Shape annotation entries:
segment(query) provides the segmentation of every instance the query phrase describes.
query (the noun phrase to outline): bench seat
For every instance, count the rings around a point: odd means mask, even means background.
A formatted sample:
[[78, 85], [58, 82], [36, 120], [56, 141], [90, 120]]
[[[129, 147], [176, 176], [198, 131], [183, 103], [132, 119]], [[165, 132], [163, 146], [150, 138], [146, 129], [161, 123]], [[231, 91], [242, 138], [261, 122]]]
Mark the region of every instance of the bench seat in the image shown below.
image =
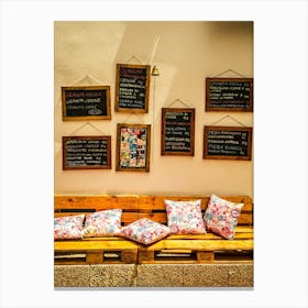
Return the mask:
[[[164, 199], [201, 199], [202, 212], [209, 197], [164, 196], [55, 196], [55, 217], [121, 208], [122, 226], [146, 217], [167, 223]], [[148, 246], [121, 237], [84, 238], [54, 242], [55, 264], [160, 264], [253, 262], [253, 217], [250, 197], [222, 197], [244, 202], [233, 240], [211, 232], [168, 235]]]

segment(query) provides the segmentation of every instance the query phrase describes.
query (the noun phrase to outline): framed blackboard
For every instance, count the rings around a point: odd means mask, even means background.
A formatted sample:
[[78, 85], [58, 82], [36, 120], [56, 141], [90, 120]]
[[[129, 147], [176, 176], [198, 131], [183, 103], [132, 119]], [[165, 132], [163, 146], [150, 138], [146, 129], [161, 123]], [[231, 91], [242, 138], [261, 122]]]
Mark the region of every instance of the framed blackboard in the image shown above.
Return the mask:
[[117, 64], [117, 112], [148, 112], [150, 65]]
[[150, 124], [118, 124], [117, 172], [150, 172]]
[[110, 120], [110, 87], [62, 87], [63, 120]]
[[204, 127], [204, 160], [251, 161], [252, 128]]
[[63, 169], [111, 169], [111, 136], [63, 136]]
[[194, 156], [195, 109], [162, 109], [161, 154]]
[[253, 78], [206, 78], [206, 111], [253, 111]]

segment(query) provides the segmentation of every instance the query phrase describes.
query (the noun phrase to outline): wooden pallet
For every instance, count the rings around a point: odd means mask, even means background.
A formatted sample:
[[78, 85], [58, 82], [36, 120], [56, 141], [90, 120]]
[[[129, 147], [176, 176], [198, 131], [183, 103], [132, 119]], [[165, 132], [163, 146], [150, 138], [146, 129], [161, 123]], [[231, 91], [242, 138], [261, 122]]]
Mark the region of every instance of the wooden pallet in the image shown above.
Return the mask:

__Task__
Give only the number of lines in the data above that contain the string "Mark". Case counts.

__Written answer__
3